▶ _EXERCISE PROMPT_:
From the forum post about Overwatch 2 matchmaking, return the passage starting at "Thanks to everyone" and ending at "every 25 games?", copied word for word.

>> START EXTRACT

Thanks to everyone who replied! If you haven’t already, please make sure to take a look at the chart that illustrates the main finding:
https://i.postimg.cc/tgFkDKWT/overwatch2-season3-matchmaker-moving-average.png
(It’s unfortunate that the forums won’t allow embedding an image; having the main plot right in the middle of the text would have looked much better. As it is, the URL gets lost in the rest of the text.)
To the individual points:
This is one possible explanation yes, and I would not dismiss it out of hand, but it leaves two important questions unanswered:
- Why does the distribution reverse modes with such consistent regularity, i.e. every 25 games?
- Why does the effect appear even though every cycle spans multiple play sessions?
These are related, but let’s consider (1) first.

>> END EXTRACT
>> START LISTED RECORDS

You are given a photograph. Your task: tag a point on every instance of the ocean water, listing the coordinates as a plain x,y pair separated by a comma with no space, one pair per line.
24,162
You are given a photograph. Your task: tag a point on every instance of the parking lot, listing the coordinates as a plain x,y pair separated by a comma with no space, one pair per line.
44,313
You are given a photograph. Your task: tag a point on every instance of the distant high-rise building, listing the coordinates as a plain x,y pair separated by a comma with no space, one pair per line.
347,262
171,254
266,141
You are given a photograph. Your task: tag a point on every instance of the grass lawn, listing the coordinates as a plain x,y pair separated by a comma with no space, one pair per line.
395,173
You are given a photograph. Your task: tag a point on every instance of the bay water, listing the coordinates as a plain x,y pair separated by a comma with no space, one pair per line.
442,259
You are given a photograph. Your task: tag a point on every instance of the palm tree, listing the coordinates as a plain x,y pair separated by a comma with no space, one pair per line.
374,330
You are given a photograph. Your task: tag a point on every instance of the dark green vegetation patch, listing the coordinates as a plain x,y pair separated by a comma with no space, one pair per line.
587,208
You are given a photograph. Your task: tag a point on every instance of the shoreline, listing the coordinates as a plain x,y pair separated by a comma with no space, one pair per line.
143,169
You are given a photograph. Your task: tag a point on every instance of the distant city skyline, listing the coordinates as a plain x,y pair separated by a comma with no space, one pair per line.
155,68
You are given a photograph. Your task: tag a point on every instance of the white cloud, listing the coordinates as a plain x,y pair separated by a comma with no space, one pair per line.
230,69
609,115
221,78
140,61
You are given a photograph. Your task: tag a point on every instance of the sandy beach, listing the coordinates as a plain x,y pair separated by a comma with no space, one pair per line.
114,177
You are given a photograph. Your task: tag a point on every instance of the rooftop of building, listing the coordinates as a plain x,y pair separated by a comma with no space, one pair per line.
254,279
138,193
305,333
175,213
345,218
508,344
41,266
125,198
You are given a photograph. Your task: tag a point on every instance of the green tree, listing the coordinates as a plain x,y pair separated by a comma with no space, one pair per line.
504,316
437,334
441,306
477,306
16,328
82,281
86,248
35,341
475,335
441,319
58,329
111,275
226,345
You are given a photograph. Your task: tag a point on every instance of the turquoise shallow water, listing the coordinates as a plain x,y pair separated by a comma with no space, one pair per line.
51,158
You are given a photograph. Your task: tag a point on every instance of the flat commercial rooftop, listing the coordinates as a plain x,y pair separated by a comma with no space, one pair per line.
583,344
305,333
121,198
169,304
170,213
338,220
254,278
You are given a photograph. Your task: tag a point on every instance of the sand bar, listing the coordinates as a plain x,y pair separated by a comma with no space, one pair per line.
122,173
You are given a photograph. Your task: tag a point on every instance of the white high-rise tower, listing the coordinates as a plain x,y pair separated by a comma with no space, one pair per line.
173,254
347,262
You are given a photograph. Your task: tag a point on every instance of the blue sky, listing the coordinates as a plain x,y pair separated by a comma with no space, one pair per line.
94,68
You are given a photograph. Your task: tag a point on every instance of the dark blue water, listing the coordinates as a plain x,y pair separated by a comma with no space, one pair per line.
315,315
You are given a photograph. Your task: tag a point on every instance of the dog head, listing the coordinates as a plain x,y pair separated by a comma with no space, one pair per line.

>> END LISTED RECORDS

▶ _COMPLETED TASK_:
Thanks to everyone who replied! If you haven’t already, please make sure to take a look at the chart that illustrates the main finding:
https://i.postimg.cc/tgFkDKWT/overwatch2-season3-matchmaker-moving-average.png
(It’s unfortunate that the forums won’t allow embedding an image; having the main plot right in the middle of the text would have looked much better. As it is, the URL gets lost in the rest of the text.)
To the individual points:
This is one possible explanation yes, and I would not dismiss it out of hand, but it leaves two important questions unanswered:
- Why does the distribution reverse modes with such consistent regularity, i.e. every 25 games?